Please pick out and copy every line of the records below that contains the word "pastel", matching case exactly.

DATA SHOWN:
------------

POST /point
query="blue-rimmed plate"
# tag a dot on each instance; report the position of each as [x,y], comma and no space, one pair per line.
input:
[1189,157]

------------

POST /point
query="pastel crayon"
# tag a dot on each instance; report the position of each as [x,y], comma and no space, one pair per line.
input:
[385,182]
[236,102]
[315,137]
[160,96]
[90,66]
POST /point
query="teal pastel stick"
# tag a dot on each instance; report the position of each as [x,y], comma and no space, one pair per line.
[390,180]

------------

SOLUTION FOR THIS EXERCISE:
query="pastel crayon"
query="teal pastel stick"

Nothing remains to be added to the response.